When the line containing "Target: green foliage" is reached, begin reproducing lines exactly and continue through the last line of the records below.

● **Natural-language object grounding data**:
§

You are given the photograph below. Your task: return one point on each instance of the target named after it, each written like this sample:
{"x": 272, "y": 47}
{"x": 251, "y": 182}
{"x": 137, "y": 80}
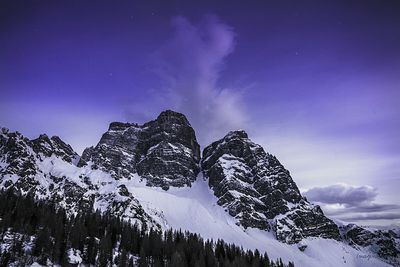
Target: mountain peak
{"x": 168, "y": 116}
{"x": 237, "y": 134}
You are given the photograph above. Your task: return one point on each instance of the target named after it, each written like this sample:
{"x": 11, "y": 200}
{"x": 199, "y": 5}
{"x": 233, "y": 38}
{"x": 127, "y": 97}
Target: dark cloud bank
{"x": 352, "y": 203}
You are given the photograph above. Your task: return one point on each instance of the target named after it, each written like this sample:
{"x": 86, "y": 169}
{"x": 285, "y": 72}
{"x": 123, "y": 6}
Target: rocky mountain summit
{"x": 135, "y": 169}
{"x": 44, "y": 167}
{"x": 164, "y": 151}
{"x": 256, "y": 189}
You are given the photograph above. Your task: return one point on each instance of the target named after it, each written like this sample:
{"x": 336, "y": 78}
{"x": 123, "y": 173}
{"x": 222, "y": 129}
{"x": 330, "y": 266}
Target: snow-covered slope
{"x": 195, "y": 209}
{"x": 163, "y": 197}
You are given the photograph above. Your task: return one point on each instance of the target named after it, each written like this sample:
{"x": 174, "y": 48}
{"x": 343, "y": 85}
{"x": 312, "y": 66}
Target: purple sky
{"x": 316, "y": 83}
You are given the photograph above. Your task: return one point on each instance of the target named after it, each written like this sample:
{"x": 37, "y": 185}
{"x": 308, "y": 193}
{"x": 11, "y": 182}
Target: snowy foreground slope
{"x": 153, "y": 175}
{"x": 195, "y": 209}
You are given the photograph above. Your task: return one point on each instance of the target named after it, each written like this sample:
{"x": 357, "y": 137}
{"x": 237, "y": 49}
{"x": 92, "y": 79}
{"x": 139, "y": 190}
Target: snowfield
{"x": 195, "y": 209}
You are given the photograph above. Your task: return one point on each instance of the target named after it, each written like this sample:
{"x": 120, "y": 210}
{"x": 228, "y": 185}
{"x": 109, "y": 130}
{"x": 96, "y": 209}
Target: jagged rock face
{"x": 385, "y": 243}
{"x": 164, "y": 151}
{"x": 45, "y": 168}
{"x": 258, "y": 191}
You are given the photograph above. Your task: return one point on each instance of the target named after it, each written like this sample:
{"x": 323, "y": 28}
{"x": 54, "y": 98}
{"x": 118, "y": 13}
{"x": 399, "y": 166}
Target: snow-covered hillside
{"x": 237, "y": 192}
{"x": 195, "y": 209}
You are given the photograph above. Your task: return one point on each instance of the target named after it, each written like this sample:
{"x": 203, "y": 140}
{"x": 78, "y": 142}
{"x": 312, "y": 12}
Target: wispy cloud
{"x": 190, "y": 64}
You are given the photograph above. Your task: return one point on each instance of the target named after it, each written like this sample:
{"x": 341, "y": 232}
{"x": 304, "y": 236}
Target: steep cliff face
{"x": 164, "y": 151}
{"x": 45, "y": 168}
{"x": 123, "y": 173}
{"x": 257, "y": 190}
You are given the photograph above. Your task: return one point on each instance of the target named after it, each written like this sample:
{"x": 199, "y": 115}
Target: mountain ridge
{"x": 251, "y": 185}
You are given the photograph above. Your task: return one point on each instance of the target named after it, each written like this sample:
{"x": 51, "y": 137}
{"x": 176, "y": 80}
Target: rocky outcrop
{"x": 164, "y": 151}
{"x": 45, "y": 167}
{"x": 259, "y": 192}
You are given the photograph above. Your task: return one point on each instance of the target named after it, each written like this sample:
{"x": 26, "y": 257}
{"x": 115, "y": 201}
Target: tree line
{"x": 39, "y": 231}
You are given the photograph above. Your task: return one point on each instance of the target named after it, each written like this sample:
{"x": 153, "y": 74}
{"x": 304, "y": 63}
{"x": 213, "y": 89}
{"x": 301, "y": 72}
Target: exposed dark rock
{"x": 164, "y": 151}
{"x": 26, "y": 166}
{"x": 257, "y": 190}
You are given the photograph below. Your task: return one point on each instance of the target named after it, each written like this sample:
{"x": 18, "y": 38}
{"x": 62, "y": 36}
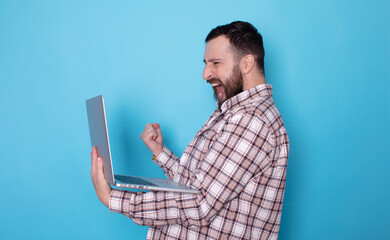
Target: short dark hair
{"x": 244, "y": 38}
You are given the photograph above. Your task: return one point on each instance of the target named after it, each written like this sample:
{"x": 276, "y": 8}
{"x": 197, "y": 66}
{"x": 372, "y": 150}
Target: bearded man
{"x": 237, "y": 160}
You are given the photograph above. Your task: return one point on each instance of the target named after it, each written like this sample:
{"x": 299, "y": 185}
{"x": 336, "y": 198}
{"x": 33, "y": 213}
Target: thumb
{"x": 100, "y": 168}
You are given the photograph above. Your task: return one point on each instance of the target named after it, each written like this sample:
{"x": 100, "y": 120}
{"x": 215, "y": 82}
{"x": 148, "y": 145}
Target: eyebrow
{"x": 212, "y": 60}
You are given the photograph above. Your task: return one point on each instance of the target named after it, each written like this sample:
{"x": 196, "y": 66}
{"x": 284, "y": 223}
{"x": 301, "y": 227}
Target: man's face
{"x": 222, "y": 70}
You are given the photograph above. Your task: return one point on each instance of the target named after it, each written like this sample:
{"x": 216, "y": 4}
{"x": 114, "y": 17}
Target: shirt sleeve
{"x": 168, "y": 162}
{"x": 239, "y": 152}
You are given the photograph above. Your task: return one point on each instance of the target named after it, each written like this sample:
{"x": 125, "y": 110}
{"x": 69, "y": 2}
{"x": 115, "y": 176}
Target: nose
{"x": 207, "y": 73}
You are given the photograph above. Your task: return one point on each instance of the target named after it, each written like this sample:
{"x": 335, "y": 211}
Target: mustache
{"x": 215, "y": 81}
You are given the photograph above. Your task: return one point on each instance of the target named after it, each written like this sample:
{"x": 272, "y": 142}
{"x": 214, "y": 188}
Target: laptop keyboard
{"x": 133, "y": 180}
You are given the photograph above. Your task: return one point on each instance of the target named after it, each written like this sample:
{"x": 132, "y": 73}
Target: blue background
{"x": 328, "y": 62}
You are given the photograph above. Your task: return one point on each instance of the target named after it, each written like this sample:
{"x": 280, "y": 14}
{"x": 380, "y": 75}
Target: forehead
{"x": 218, "y": 48}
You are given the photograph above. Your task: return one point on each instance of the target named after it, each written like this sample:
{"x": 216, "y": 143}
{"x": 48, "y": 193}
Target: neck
{"x": 253, "y": 79}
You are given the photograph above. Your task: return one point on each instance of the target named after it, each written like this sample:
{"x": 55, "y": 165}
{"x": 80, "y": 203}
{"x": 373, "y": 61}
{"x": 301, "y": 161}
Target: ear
{"x": 247, "y": 63}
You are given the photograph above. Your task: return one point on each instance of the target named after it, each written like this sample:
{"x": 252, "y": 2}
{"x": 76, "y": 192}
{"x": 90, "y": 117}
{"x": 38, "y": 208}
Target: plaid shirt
{"x": 237, "y": 160}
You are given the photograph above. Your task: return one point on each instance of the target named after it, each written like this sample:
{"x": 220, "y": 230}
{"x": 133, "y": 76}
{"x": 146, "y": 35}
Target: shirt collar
{"x": 262, "y": 90}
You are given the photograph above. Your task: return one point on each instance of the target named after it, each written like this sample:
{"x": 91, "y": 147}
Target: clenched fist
{"x": 152, "y": 138}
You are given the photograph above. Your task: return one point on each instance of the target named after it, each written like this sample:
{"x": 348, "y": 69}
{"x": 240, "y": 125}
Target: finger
{"x": 156, "y": 126}
{"x": 100, "y": 170}
{"x": 93, "y": 160}
{"x": 147, "y": 129}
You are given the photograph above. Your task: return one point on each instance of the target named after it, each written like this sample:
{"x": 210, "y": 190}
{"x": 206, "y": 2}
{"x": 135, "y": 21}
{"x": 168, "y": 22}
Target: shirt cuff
{"x": 163, "y": 157}
{"x": 122, "y": 202}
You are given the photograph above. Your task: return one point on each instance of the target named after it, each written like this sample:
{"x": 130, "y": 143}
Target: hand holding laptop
{"x": 102, "y": 188}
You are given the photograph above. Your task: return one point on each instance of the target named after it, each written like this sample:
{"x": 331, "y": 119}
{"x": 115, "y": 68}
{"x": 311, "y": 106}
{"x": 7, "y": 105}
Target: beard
{"x": 232, "y": 86}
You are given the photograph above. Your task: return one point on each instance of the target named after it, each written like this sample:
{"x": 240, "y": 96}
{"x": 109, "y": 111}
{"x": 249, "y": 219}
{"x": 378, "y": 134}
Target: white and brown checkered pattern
{"x": 237, "y": 160}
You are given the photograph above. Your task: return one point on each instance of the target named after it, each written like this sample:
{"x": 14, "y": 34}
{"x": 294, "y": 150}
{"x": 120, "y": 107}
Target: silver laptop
{"x": 99, "y": 138}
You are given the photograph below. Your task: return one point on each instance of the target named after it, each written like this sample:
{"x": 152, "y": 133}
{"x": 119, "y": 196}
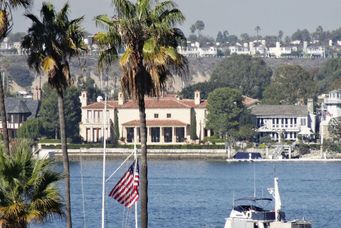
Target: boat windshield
{"x": 251, "y": 203}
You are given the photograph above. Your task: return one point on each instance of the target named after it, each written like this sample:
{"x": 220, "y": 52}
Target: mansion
{"x": 285, "y": 122}
{"x": 168, "y": 119}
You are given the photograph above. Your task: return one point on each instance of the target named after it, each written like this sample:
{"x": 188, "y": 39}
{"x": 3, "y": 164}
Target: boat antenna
{"x": 104, "y": 157}
{"x": 254, "y": 181}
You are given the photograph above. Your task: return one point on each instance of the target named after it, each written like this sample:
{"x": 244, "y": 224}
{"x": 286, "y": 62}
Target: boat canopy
{"x": 253, "y": 199}
{"x": 247, "y": 155}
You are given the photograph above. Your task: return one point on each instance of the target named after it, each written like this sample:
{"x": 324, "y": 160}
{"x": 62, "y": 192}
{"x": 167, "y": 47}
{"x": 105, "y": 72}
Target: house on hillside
{"x": 168, "y": 119}
{"x": 285, "y": 122}
{"x": 330, "y": 108}
{"x": 19, "y": 110}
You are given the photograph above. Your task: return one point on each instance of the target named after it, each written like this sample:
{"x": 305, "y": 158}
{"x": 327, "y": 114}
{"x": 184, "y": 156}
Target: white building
{"x": 313, "y": 50}
{"x": 197, "y": 51}
{"x": 278, "y": 51}
{"x": 168, "y": 119}
{"x": 239, "y": 50}
{"x": 287, "y": 121}
{"x": 330, "y": 108}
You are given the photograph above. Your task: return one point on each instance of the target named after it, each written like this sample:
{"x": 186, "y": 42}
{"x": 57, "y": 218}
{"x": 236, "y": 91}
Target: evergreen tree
{"x": 193, "y": 125}
{"x": 116, "y": 127}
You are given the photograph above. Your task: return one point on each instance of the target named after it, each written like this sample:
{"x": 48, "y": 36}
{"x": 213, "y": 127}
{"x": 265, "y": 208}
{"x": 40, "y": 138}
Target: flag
{"x": 126, "y": 191}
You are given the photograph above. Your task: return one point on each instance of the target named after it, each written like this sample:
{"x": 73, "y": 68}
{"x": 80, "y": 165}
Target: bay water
{"x": 193, "y": 193}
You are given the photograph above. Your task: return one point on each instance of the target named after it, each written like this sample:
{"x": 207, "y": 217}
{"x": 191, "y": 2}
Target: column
{"x": 149, "y": 138}
{"x": 91, "y": 136}
{"x": 173, "y": 135}
{"x": 135, "y": 136}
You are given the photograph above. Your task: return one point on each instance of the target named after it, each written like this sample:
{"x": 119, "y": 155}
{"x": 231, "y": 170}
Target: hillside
{"x": 200, "y": 70}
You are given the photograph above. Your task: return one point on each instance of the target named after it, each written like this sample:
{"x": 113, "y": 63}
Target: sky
{"x": 235, "y": 16}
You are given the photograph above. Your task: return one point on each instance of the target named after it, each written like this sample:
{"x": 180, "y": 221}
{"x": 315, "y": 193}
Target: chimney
{"x": 121, "y": 100}
{"x": 84, "y": 98}
{"x": 310, "y": 105}
{"x": 36, "y": 94}
{"x": 197, "y": 98}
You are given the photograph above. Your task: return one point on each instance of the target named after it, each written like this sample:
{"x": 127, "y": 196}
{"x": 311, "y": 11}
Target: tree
{"x": 116, "y": 126}
{"x": 334, "y": 127}
{"x": 146, "y": 31}
{"x": 6, "y": 24}
{"x": 193, "y": 134}
{"x": 257, "y": 29}
{"x": 225, "y": 108}
{"x": 30, "y": 129}
{"x": 51, "y": 42}
{"x": 290, "y": 84}
{"x": 249, "y": 75}
{"x": 280, "y": 35}
{"x": 193, "y": 28}
{"x": 28, "y": 190}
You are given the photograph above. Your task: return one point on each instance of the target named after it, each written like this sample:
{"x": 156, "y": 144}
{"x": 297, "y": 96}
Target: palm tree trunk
{"x": 144, "y": 167}
{"x": 3, "y": 115}
{"x": 65, "y": 158}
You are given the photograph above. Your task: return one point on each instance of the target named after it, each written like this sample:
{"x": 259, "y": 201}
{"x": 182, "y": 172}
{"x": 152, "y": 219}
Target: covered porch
{"x": 158, "y": 132}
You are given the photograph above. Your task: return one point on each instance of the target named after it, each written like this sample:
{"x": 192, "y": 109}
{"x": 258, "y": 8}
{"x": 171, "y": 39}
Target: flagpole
{"x": 104, "y": 158}
{"x": 135, "y": 158}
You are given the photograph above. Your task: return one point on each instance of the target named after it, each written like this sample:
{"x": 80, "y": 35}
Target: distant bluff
{"x": 200, "y": 70}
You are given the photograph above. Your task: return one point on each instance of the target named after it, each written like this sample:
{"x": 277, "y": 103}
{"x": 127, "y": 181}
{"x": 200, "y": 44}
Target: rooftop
{"x": 279, "y": 110}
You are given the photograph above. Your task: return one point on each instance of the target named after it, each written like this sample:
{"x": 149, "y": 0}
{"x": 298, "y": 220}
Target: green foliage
{"x": 290, "y": 84}
{"x": 20, "y": 74}
{"x": 116, "y": 127}
{"x": 225, "y": 109}
{"x": 193, "y": 132}
{"x": 28, "y": 190}
{"x": 30, "y": 129}
{"x": 249, "y": 75}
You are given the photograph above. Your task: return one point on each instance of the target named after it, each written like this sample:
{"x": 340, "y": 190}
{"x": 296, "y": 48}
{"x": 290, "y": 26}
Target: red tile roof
{"x": 162, "y": 102}
{"x": 156, "y": 123}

§

● **Solution**:
Target: green foliage
{"x": 290, "y": 84}
{"x": 20, "y": 74}
{"x": 116, "y": 127}
{"x": 225, "y": 109}
{"x": 193, "y": 132}
{"x": 28, "y": 190}
{"x": 30, "y": 129}
{"x": 249, "y": 75}
You are given the photograph above. Your task: return one point on each instance of the target named after it, each written like this sample:
{"x": 340, "y": 190}
{"x": 296, "y": 48}
{"x": 290, "y": 26}
Target: red tile roof
{"x": 162, "y": 102}
{"x": 156, "y": 123}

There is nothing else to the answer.